- [Given data]

— Begin —

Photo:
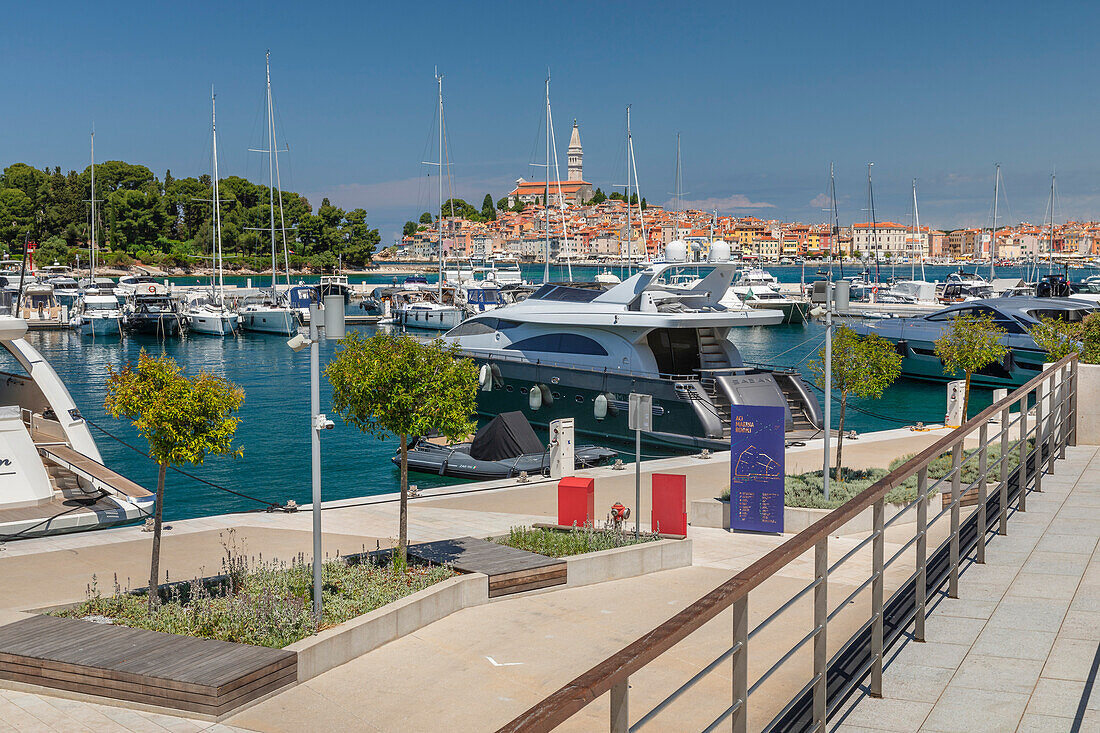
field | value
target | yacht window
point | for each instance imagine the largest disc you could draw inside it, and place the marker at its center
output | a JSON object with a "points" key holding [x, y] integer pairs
{"points": [[674, 349], [1069, 315], [485, 325], [560, 343], [564, 293]]}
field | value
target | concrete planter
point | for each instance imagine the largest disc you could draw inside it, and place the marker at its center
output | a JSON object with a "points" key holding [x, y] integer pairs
{"points": [[715, 513], [627, 561], [1088, 393], [355, 637]]}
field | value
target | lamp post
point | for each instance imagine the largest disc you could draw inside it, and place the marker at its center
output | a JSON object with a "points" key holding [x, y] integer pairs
{"points": [[333, 326]]}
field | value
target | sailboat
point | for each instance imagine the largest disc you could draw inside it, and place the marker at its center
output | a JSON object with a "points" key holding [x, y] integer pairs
{"points": [[98, 312], [272, 314], [417, 309], [913, 290], [207, 314]]}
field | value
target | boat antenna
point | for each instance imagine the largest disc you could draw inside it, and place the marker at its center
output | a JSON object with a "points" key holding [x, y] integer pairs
{"points": [[22, 272], [992, 238], [439, 84], [546, 197], [875, 225], [920, 237], [217, 204], [834, 239]]}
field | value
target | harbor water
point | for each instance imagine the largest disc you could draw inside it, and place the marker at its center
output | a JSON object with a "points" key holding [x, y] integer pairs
{"points": [[274, 427]]}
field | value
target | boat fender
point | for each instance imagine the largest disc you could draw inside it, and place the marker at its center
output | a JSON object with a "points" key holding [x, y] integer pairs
{"points": [[600, 406]]}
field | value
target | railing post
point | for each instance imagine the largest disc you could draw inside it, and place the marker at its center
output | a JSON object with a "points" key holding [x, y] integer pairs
{"points": [[1040, 425], [953, 584], [620, 722], [1053, 419], [1003, 488], [1074, 368], [740, 719], [922, 550], [821, 623], [982, 469], [878, 553], [1023, 453], [1063, 409]]}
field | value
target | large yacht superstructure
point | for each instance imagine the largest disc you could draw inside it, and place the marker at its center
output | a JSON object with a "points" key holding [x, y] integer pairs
{"points": [[578, 352], [53, 478]]}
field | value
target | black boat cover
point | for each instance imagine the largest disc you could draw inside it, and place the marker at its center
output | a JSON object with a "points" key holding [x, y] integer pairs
{"points": [[507, 435]]}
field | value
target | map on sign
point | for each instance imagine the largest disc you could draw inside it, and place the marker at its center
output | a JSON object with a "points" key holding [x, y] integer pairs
{"points": [[751, 463], [756, 468]]}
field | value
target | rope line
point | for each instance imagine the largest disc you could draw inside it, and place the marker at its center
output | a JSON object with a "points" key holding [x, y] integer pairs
{"points": [[271, 505]]}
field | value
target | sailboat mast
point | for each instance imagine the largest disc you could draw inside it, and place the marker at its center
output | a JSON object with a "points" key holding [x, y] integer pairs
{"points": [[217, 204], [439, 84], [1049, 245], [92, 258], [546, 197], [271, 164], [875, 223], [834, 239], [916, 222], [629, 228], [992, 238]]}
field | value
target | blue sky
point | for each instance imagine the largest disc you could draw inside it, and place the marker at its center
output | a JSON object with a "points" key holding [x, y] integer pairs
{"points": [[763, 95]]}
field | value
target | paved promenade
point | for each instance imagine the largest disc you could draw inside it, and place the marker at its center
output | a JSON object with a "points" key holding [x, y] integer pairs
{"points": [[1020, 648]]}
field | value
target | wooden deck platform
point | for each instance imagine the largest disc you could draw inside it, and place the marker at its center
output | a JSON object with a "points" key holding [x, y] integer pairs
{"points": [[509, 570], [194, 675]]}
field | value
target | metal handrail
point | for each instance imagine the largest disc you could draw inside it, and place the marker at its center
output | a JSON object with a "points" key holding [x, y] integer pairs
{"points": [[612, 674]]}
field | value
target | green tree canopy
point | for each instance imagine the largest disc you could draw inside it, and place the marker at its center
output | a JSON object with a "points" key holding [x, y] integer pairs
{"points": [[969, 343], [183, 419], [388, 384], [864, 367]]}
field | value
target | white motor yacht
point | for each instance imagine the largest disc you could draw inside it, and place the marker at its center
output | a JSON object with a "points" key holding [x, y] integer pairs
{"points": [[54, 479], [267, 314], [98, 315], [580, 352]]}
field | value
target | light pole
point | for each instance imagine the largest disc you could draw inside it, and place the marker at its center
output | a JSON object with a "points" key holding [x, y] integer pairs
{"points": [[333, 325]]}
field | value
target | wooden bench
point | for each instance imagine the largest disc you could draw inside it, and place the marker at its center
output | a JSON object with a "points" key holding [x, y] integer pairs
{"points": [[509, 570], [195, 675]]}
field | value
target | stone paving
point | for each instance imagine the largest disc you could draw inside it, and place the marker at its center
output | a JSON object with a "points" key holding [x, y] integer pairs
{"points": [[1020, 648]]}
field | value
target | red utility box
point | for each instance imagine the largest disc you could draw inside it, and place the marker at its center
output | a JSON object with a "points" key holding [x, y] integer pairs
{"points": [[576, 501], [670, 504]]}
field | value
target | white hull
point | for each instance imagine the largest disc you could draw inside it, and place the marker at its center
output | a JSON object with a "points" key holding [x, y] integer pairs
{"points": [[283, 321], [440, 319], [212, 324], [105, 327]]}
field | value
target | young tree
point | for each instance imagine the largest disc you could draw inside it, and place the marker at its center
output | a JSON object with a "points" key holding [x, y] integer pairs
{"points": [[184, 419], [388, 384], [970, 342], [864, 367]]}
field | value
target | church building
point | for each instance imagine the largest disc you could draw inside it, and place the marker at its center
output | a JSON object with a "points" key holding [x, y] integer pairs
{"points": [[574, 192]]}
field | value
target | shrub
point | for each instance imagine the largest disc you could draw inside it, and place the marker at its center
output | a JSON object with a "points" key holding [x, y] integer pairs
{"points": [[266, 604], [578, 540]]}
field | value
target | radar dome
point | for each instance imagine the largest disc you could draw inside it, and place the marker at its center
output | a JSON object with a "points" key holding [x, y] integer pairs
{"points": [[675, 251], [719, 251]]}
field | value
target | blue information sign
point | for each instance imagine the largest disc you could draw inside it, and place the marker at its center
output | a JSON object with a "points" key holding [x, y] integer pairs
{"points": [[756, 468]]}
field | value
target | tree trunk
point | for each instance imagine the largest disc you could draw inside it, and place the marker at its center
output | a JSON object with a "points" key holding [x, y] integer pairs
{"points": [[403, 522], [966, 397], [839, 437], [154, 569]]}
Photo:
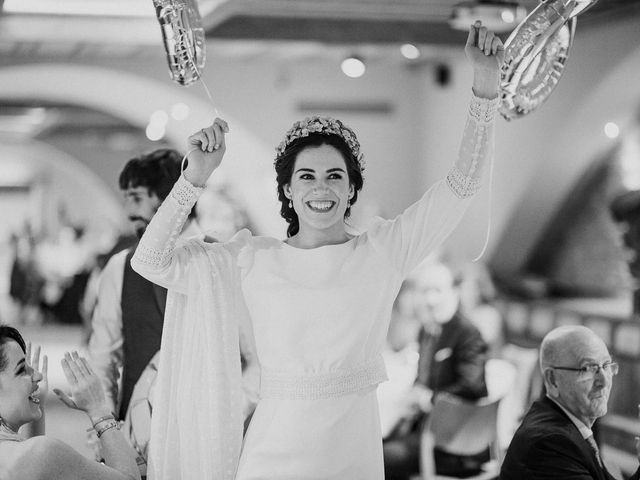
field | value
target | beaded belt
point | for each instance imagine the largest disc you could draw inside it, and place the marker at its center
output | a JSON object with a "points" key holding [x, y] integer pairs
{"points": [[322, 385]]}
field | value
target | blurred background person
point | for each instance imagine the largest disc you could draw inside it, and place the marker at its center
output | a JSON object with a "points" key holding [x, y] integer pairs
{"points": [[452, 357], [23, 389], [477, 302], [128, 316]]}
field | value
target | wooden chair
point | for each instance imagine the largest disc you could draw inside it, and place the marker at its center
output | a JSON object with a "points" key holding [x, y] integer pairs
{"points": [[463, 428]]}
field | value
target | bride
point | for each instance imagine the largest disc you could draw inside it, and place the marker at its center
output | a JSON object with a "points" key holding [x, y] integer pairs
{"points": [[316, 306]]}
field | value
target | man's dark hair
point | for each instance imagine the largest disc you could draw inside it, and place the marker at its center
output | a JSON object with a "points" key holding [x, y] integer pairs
{"points": [[157, 171]]}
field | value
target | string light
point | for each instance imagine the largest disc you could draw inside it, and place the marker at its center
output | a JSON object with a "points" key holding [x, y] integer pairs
{"points": [[410, 51], [353, 67]]}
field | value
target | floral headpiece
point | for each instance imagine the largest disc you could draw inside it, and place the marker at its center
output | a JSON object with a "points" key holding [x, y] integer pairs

— End —

- [Task directions] Pull out every row above that contains the word "blue", and copy each one in full.

- [Response for this exercise]
target | blue sky
target | blue information sign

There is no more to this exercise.